# PROBLEM REQUIREMENTS
Set down every record exactly as it appears.

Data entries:
»»

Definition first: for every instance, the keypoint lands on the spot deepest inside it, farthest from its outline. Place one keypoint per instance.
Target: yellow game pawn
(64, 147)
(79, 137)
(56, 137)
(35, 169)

««

# RESPONSE TO THE EXERCISE
Definition first: for every instance, the keypoint lands on the spot deepest inside it, farthest from its outline. Place one keypoint per instance.
Target: yellow game pawn
(64, 147)
(79, 137)
(56, 137)
(35, 169)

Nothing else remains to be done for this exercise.